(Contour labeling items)
------------------------------------------------------------------------

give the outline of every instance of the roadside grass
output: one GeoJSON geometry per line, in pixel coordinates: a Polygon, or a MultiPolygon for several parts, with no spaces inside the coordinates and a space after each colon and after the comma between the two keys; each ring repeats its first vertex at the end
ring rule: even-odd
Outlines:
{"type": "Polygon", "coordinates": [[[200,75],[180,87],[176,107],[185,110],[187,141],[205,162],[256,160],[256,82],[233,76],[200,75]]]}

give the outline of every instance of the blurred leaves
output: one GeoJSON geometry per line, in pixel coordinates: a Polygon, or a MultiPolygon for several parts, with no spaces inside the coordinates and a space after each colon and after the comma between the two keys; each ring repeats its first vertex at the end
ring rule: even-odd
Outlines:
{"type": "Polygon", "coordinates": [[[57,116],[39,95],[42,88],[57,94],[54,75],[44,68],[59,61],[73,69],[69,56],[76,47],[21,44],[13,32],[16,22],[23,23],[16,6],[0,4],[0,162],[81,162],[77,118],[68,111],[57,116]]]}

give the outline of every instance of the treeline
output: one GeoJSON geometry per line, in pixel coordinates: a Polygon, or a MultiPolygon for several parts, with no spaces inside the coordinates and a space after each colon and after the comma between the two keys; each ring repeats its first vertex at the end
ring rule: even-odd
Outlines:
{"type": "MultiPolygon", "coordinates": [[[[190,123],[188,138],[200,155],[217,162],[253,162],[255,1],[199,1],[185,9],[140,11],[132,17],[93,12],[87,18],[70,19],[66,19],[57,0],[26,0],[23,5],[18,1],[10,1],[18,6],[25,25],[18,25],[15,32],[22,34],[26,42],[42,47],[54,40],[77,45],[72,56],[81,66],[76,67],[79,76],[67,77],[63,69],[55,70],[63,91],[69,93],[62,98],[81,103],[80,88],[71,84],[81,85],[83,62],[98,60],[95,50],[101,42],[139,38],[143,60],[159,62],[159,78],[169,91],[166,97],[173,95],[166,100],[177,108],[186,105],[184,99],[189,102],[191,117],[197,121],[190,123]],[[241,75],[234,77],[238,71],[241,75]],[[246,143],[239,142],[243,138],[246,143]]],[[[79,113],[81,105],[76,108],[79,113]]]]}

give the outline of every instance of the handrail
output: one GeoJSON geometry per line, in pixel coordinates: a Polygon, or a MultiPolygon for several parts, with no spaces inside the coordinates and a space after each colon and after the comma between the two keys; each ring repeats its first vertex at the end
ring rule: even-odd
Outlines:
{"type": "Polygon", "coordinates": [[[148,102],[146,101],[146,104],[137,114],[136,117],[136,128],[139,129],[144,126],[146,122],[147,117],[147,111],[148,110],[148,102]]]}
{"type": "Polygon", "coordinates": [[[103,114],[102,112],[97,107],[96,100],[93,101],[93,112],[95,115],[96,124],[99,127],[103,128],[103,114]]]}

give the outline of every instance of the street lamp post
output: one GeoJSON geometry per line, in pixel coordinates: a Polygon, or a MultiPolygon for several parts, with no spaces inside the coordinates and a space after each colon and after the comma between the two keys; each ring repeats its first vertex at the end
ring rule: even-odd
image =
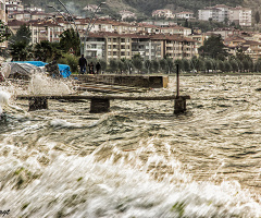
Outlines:
{"type": "MultiPolygon", "coordinates": [[[[60,2],[60,1],[59,1],[60,2]]],[[[62,2],[61,2],[62,3],[62,2]]],[[[65,8],[65,5],[64,4],[62,4],[64,8],[65,8]]],[[[53,7],[53,5],[47,5],[48,8],[52,8],[52,9],[54,9],[59,14],[61,14],[62,15],[62,17],[66,21],[66,22],[69,22],[69,24],[70,24],[70,26],[72,27],[72,29],[74,29],[74,27],[73,27],[73,25],[72,25],[72,23],[69,21],[69,19],[66,17],[66,16],[64,16],[63,14],[62,14],[62,12],[60,11],[60,10],[58,10],[55,7],[53,7]]],[[[65,8],[66,9],[66,8],[65,8]]],[[[67,11],[67,9],[66,9],[66,11],[67,11]]],[[[69,11],[67,11],[69,12],[69,11]]],[[[76,25],[76,23],[75,23],[75,21],[74,21],[74,19],[73,19],[73,16],[72,16],[72,14],[69,12],[69,14],[70,14],[70,16],[72,17],[72,20],[73,20],[73,23],[74,23],[74,26],[75,26],[75,29],[76,29],[76,32],[77,32],[77,35],[78,35],[78,37],[79,37],[79,44],[80,44],[80,56],[83,55],[83,49],[82,49],[82,47],[83,47],[83,43],[82,43],[82,38],[80,38],[80,36],[79,36],[79,32],[78,32],[78,27],[77,27],[77,25],[76,25]]]]}
{"type": "Polygon", "coordinates": [[[96,13],[98,12],[98,10],[100,9],[101,4],[105,4],[105,2],[101,2],[101,3],[97,7],[95,13],[92,14],[92,16],[91,16],[91,19],[90,19],[90,21],[89,21],[89,23],[88,23],[88,26],[87,26],[87,28],[86,28],[86,32],[85,32],[85,38],[84,38],[84,55],[85,55],[85,56],[86,56],[86,53],[85,53],[85,51],[86,51],[86,40],[87,40],[88,34],[89,34],[90,29],[95,26],[95,23],[96,23],[96,21],[97,21],[98,17],[96,17],[96,20],[94,21],[94,23],[92,23],[91,26],[90,26],[90,24],[91,24],[92,20],[95,19],[95,15],[96,15],[96,13]]]}
{"type": "MultiPolygon", "coordinates": [[[[94,25],[95,25],[95,23],[96,23],[96,21],[97,21],[98,17],[96,17],[96,20],[94,21],[94,23],[92,23],[91,26],[90,26],[90,24],[91,24],[91,22],[92,22],[92,20],[94,20],[94,17],[95,17],[97,11],[100,9],[101,4],[104,4],[105,2],[101,2],[101,3],[97,7],[97,9],[96,9],[96,11],[95,11],[95,13],[94,13],[94,15],[92,15],[92,17],[90,19],[90,21],[89,21],[89,23],[88,23],[88,27],[87,27],[87,29],[86,29],[85,38],[84,38],[84,43],[83,43],[83,41],[82,41],[82,38],[80,38],[80,36],[79,36],[78,27],[77,27],[77,25],[76,25],[76,23],[75,23],[75,20],[74,20],[74,17],[73,17],[73,15],[70,13],[70,11],[67,10],[67,8],[64,5],[63,2],[61,2],[60,0],[58,0],[58,1],[59,1],[59,3],[61,3],[61,4],[63,5],[63,8],[66,10],[66,12],[67,12],[67,13],[70,14],[70,16],[72,17],[72,21],[73,21],[73,23],[74,23],[75,29],[76,29],[76,32],[77,32],[77,34],[78,34],[79,41],[80,41],[80,56],[82,56],[82,55],[85,55],[84,49],[85,49],[85,47],[86,47],[87,35],[88,35],[88,33],[90,32],[90,29],[94,27],[94,25]]],[[[73,28],[73,26],[72,26],[71,22],[69,21],[69,19],[66,19],[66,17],[62,14],[62,12],[61,12],[60,10],[58,10],[57,8],[54,8],[54,7],[52,7],[52,5],[48,5],[48,8],[52,8],[52,9],[54,9],[57,12],[59,12],[59,13],[63,16],[63,19],[64,19],[65,21],[67,21],[69,24],[71,25],[71,27],[73,28]]]]}

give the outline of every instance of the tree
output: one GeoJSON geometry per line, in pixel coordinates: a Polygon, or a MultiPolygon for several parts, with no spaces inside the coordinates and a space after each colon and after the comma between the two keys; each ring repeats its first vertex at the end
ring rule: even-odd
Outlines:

------------------------------------------------------------------------

§ Task to carry out
Without the pictures, retype the whole of the material above exactly.

§ Result of this task
give the outline of every instance of the roadside grass
output: one GeoJSON geometry per line, in pixel coordinates: a Polygon, or a MultiPolygon for several parts, with no spaces inside the coordinates and a space after each colon and after the comma between the two keys; each ring repeats its first vertex at the end
ring rule: even-odd
Outlines:
{"type": "Polygon", "coordinates": [[[200,75],[180,87],[176,107],[185,110],[187,141],[205,162],[256,160],[256,82],[233,76],[200,75]]]}

give the outline of every instance of the blurred leaves
output: one GeoJSON geometry per line, in pixel coordinates: a Polygon, or a MultiPolygon for several parts, with no spaces inside the coordinates and a space after each colon and after the comma between the two keys; each ring repeats its first vertex at the end
ring rule: even-odd
Outlines:
{"type": "Polygon", "coordinates": [[[57,116],[39,95],[42,88],[57,94],[54,75],[44,68],[59,61],[73,69],[69,56],[76,47],[21,44],[13,32],[16,22],[23,23],[16,6],[0,4],[0,162],[81,162],[77,118],[68,111],[57,116]]]}

give the outline of every instance of the treeline
output: one GeoJSON geometry per line, in pixel coordinates: a Polygon, or a MultiPolygon for several parts, with no spaces inside the coordinates and a space after each colon and after the comma between the two keys; each ring repeats its first vertex at the end
ring rule: even-odd
Outlines:
{"type": "MultiPolygon", "coordinates": [[[[190,123],[188,138],[200,155],[217,162],[253,162],[255,1],[199,1],[185,9],[140,11],[132,17],[93,12],[87,18],[70,19],[66,19],[57,0],[26,0],[23,5],[18,1],[10,1],[18,6],[25,25],[18,25],[15,32],[22,34],[26,42],[42,47],[54,40],[77,45],[72,56],[81,66],[76,67],[79,76],[67,77],[63,69],[55,70],[63,91],[69,93],[62,98],[81,103],[80,88],[71,84],[81,85],[83,62],[98,60],[95,50],[101,42],[139,38],[143,60],[159,62],[159,78],[169,91],[166,97],[173,95],[166,100],[177,108],[186,105],[184,99],[189,102],[191,117],[197,121],[190,123]],[[241,75],[234,77],[238,71],[241,75]],[[246,143],[239,142],[243,138],[246,143]]],[[[79,113],[81,105],[76,108],[79,113]]]]}

give the outline of every instance of the handrail
output: one GeoJSON geometry per line, in pixel coordinates: a Polygon, or a MultiPolygon for several parts, with no spaces inside the coordinates and a space after each colon and after the comma between the two keys; each ring repeats its first vertex at the end
ring rule: even-odd
Outlines:
{"type": "Polygon", "coordinates": [[[148,102],[146,101],[146,104],[137,114],[136,117],[136,128],[139,129],[144,126],[146,122],[147,117],[147,111],[148,110],[148,102]]]}
{"type": "Polygon", "coordinates": [[[103,114],[102,112],[97,107],[96,100],[93,101],[93,112],[95,115],[96,124],[99,127],[103,128],[103,114]]]}

give the outline of every instance of the street lamp post
output: one GeoJSON geometry per line, in pixel coordinates: a Polygon, or a MultiPolygon for several parts, with no spaces inside the coordinates and a space after each colon and after the comma between the two keys; each ring repeats its first vertex at the end
ring rule: even-odd
image =
Outlines:
{"type": "MultiPolygon", "coordinates": [[[[60,2],[60,1],[59,1],[60,2]]],[[[62,2],[61,2],[62,3],[62,2]]],[[[65,8],[65,5],[64,4],[62,4],[64,8],[65,8]]],[[[53,7],[53,5],[47,5],[48,8],[52,8],[52,9],[54,9],[59,14],[61,14],[62,15],[62,17],[66,21],[66,22],[69,22],[69,24],[70,24],[70,26],[72,27],[72,29],[74,29],[74,27],[73,27],[73,25],[72,25],[72,23],[69,21],[69,19],[66,17],[66,16],[64,16],[63,14],[62,14],[62,12],[60,11],[60,10],[58,10],[55,7],[53,7]]],[[[65,8],[66,9],[66,8],[65,8]]],[[[67,11],[67,9],[66,9],[66,11],[67,11]]],[[[69,11],[67,11],[69,12],[69,11]]],[[[76,25],[76,23],[75,23],[75,21],[74,21],[74,19],[73,19],[73,16],[72,16],[72,14],[69,12],[69,14],[70,14],[70,16],[72,17],[72,20],[73,20],[73,23],[74,23],[74,26],[75,26],[75,29],[76,29],[76,32],[77,32],[77,35],[78,35],[78,37],[79,37],[79,44],[80,44],[80,56],[83,55],[83,49],[82,49],[82,47],[83,47],[83,43],[82,43],[82,38],[80,38],[80,36],[79,36],[79,32],[78,32],[78,27],[77,27],[77,25],[76,25]]]]}
{"type": "Polygon", "coordinates": [[[96,13],[98,12],[98,10],[100,9],[101,4],[105,4],[105,2],[101,2],[101,3],[97,7],[95,13],[92,14],[92,16],[91,16],[91,19],[90,19],[90,21],[89,21],[89,23],[88,23],[88,26],[87,26],[87,28],[86,28],[86,32],[85,32],[85,38],[84,38],[84,55],[85,55],[85,56],[86,56],[86,53],[85,53],[85,51],[86,51],[86,40],[87,40],[88,34],[89,34],[90,29],[95,26],[95,23],[96,23],[96,21],[97,21],[98,17],[96,17],[96,20],[94,21],[94,23],[92,23],[91,26],[90,26],[90,24],[91,24],[92,20],[95,19],[95,15],[96,15],[96,13]]]}
{"type": "MultiPolygon", "coordinates": [[[[94,25],[95,25],[95,23],[96,23],[96,21],[97,21],[98,17],[96,17],[96,20],[94,21],[94,23],[92,23],[91,26],[90,26],[90,24],[91,24],[91,22],[92,22],[92,20],[94,20],[94,17],[95,17],[97,11],[100,9],[101,4],[104,4],[105,2],[101,2],[101,3],[97,7],[97,9],[96,9],[96,11],[95,11],[95,13],[94,13],[94,15],[92,15],[92,17],[90,19],[90,21],[89,21],[89,23],[88,23],[88,27],[87,27],[87,29],[86,29],[85,38],[84,38],[84,43],[83,43],[83,41],[82,41],[82,38],[80,38],[80,36],[79,36],[78,27],[77,27],[77,25],[76,25],[76,23],[75,23],[75,20],[74,20],[74,17],[73,17],[73,15],[70,13],[70,11],[67,10],[67,8],[64,5],[63,2],[61,2],[60,0],[58,0],[58,1],[59,1],[59,3],[61,3],[61,4],[63,5],[63,8],[66,10],[66,12],[67,12],[67,13],[70,14],[70,16],[72,17],[72,21],[73,21],[73,23],[74,23],[75,29],[76,29],[76,32],[77,32],[77,34],[78,34],[79,41],[80,41],[80,56],[82,56],[82,55],[85,55],[84,49],[85,49],[85,47],[86,47],[87,35],[88,35],[88,33],[90,32],[90,29],[94,27],[94,25]]],[[[73,28],[73,26],[72,26],[71,22],[69,21],[69,19],[66,19],[66,17],[62,14],[62,12],[61,12],[60,10],[58,10],[57,8],[54,8],[54,7],[52,7],[52,5],[48,5],[48,8],[52,8],[52,9],[54,9],[57,12],[59,12],[59,13],[63,16],[63,19],[64,19],[65,21],[67,21],[69,24],[71,25],[71,27],[73,28]]]]}

give the outline of every instance of the tree
output: one GeoJSON geometry per line, in pixel coordinates: a Polygon, or a MultiPolygon for several parts, with no spaces inside the coordinates and a space after each colon and after the comma between the two keys; each ring repeats its first vertex at the end
ring rule: even-odd
Outlines:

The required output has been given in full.